(Raw data):
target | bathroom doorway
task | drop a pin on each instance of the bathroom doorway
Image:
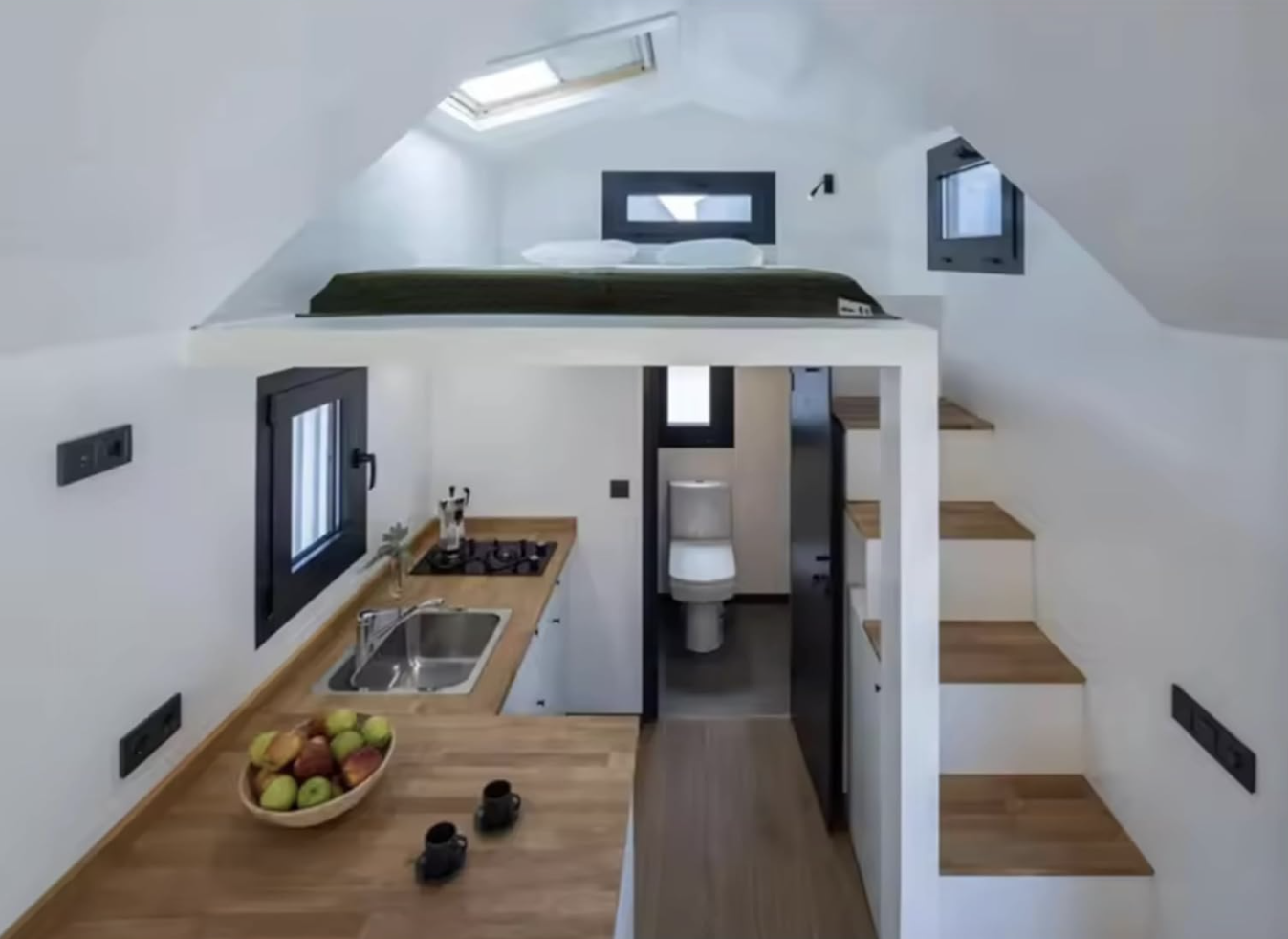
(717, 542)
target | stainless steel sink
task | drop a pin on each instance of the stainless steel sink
--
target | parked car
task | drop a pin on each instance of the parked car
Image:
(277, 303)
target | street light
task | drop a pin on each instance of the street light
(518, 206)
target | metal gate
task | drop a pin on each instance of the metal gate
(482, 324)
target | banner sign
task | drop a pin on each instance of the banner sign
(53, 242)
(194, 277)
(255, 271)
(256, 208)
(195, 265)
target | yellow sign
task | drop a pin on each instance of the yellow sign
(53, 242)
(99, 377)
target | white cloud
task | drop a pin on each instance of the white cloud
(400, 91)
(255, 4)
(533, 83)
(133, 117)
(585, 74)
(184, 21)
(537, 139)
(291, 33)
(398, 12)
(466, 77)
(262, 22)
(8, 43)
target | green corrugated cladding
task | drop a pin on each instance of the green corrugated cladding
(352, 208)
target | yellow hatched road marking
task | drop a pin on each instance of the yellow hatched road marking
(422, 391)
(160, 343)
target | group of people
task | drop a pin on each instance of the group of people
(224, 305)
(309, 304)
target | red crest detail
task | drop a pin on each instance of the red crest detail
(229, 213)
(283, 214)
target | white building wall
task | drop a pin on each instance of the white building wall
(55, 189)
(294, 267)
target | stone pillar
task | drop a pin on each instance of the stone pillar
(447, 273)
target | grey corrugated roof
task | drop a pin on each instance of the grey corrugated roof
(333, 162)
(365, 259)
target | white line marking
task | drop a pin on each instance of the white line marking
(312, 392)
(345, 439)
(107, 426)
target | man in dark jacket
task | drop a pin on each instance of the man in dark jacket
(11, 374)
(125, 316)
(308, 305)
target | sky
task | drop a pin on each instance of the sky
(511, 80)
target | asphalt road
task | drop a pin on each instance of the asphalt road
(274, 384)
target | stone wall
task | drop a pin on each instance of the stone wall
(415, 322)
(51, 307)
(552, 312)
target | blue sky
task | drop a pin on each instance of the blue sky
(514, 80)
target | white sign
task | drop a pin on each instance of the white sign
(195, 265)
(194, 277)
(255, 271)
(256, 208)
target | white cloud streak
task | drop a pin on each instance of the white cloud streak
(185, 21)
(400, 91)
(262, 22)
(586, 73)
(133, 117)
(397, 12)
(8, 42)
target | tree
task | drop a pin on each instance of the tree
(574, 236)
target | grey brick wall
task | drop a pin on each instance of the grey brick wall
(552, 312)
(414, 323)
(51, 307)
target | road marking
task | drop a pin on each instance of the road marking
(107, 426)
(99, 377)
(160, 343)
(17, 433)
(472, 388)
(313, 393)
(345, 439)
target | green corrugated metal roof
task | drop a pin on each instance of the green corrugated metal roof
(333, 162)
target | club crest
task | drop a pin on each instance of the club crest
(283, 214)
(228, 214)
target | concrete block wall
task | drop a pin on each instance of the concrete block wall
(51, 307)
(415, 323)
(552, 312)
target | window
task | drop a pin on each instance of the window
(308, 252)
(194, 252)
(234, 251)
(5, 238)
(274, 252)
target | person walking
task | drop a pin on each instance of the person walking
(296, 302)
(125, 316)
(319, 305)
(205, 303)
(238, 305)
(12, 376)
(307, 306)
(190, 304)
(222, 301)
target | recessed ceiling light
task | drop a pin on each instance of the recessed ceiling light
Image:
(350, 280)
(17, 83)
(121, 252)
...
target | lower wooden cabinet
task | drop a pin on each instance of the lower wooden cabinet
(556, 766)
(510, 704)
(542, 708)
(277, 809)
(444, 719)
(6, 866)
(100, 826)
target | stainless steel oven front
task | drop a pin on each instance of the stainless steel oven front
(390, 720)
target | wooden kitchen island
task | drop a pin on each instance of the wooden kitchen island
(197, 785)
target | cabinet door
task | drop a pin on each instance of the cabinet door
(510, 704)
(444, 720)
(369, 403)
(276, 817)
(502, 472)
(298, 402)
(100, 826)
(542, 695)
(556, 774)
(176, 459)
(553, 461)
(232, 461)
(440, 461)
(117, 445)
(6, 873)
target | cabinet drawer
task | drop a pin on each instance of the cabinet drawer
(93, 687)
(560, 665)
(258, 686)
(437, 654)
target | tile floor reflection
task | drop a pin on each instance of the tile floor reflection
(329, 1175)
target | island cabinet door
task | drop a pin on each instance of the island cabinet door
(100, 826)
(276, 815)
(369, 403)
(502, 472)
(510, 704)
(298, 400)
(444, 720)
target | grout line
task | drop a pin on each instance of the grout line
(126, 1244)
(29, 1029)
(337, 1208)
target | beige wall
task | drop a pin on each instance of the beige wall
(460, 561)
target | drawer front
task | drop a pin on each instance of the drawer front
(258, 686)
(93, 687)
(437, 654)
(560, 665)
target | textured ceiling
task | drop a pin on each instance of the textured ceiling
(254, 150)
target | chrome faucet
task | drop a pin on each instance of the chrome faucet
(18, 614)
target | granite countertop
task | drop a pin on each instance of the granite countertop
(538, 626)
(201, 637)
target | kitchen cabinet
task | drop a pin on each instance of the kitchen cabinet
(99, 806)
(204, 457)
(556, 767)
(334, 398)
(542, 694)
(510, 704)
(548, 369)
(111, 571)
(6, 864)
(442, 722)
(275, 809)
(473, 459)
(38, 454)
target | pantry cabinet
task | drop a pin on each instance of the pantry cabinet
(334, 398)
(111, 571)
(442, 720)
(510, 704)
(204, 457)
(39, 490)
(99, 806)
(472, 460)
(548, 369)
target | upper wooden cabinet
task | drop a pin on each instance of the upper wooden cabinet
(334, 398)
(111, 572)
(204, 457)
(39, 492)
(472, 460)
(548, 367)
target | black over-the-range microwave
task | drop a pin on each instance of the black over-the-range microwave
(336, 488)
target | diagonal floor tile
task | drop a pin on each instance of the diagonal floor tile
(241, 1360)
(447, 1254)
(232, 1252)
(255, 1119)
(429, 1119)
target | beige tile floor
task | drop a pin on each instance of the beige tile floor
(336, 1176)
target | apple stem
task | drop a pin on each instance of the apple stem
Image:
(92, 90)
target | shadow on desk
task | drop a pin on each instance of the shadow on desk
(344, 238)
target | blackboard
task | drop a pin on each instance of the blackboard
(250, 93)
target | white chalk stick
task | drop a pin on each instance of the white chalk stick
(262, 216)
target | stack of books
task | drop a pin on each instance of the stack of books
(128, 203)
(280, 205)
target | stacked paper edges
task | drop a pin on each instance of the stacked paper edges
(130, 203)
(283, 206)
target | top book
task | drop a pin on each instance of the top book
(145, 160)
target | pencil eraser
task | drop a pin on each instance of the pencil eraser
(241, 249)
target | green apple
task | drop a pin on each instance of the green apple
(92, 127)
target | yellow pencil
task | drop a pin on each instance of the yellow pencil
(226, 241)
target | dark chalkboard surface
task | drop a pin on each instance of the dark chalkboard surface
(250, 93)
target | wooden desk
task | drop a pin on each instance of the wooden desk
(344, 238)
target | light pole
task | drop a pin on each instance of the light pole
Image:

(Direction): Convert the entries from the line containing "target | bathroom doorway" up to and including the line containing "the stainless steel sink" into a numbered list, omitting blank lines and leaving out the pictures.

(Answer for this exercise):
1. target | bathroom doorway
2. task | drop a pin on each instance of the bathroom doorway
3. Image:
4. (717, 542)
5. target | stainless steel sink
6. task | drop a pin on each instance of the stainless steel sink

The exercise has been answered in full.